When the listing below reaches the line that has "Wildlife-tally request: put a marker on the white lace", start reproducing exactly; stop after the line that has "Wildlife-tally request: put a marker on the paved", and drop the pictures.

**GIVEN RECORDS**
------------

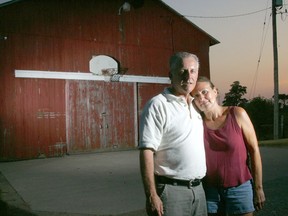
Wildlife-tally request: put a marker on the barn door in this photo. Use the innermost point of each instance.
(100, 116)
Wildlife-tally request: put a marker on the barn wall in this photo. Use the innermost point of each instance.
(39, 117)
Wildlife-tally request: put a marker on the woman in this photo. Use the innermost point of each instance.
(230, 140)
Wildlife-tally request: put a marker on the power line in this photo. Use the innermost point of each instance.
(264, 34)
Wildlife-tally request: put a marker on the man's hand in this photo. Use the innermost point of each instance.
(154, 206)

------------

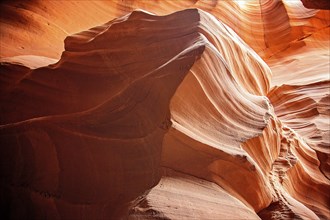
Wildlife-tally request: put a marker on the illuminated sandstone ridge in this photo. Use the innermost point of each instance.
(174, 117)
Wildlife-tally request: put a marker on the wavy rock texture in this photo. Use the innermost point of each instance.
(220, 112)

------------

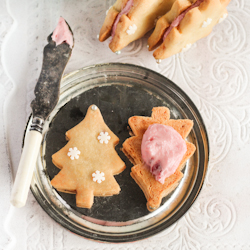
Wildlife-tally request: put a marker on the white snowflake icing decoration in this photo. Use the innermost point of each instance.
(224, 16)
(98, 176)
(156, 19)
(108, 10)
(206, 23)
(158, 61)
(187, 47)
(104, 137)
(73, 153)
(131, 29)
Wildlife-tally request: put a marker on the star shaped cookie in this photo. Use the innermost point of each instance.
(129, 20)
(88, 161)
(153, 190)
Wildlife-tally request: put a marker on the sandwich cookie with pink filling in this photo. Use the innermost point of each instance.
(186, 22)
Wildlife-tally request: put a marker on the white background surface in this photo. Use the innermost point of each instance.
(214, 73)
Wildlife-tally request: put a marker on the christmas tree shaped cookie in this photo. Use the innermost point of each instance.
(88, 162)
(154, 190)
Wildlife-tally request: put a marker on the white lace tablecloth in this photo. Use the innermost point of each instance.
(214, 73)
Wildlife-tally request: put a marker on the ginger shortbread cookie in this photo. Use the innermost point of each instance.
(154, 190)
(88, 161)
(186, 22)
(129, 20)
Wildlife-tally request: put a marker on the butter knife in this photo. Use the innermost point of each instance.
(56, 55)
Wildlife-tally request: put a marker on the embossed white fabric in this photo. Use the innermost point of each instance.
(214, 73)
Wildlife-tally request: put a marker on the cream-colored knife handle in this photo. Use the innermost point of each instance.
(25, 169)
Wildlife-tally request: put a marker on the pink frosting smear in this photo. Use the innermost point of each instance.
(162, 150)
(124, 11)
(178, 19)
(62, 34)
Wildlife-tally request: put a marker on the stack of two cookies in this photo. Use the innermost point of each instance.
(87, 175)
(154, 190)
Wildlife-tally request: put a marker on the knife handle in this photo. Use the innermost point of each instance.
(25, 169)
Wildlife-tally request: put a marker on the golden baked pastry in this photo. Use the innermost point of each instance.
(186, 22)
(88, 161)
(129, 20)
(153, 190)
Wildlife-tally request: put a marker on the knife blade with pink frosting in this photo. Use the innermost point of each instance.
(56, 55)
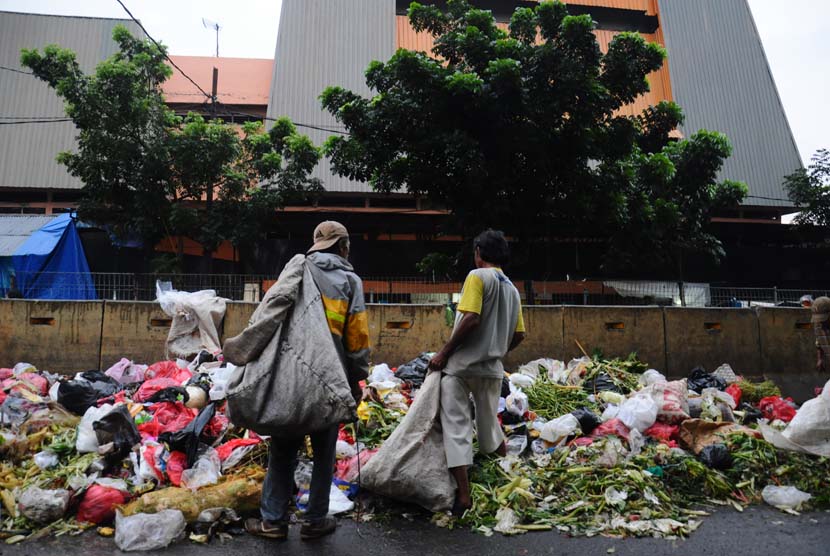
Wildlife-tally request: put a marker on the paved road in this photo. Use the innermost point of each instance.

------------

**WRITTEN RESPONSE**
Wildlife-tally request: put a marker on the white lace tablecloth in this photo. Use the innermost point of each instance.
(214, 73)
Wildlife-tally request: put a marker on the ginger shortbread cookie in this photo. Use the innermost point of each instance.
(154, 190)
(88, 161)
(186, 22)
(129, 20)
Wildlife-tally request: put a marker on the butter knife in this photo. Use the innermost point of each instance.
(56, 55)
Wildlife-tally request: put a marker on the embossed white fabric in this photo. Use the innermost point of each instance.
(214, 73)
Wildlife-tally request: put a marker on the cream-colored knife handle in this photo. Use the innermost point of each instance.
(25, 169)
Wildlife-tally request: put a marker on the pink frosting smear in this photo. Use the innermost point of each instance.
(162, 150)
(124, 11)
(178, 19)
(62, 34)
Wildlife-tally request: put a marker on the stack of two cookies in this photo. Use the innermost point of each instance.
(87, 175)
(154, 190)
Wildlife-tally request: put a marker on the knife handle in this photo. Use the innermost point of each instance.
(25, 169)
Wildlife-tally request: put a marker on the golden baked pastry in this photo. Use the innermost point of each instance.
(186, 22)
(88, 161)
(129, 20)
(153, 190)
Wildlife-tally request: put a marker on the knife blade with pink frosting in this photo. Use the innermost point of each instance.
(56, 55)
Wildlife-tally request: put a marker on the paved road in this photo. Use the innermost point of each instance.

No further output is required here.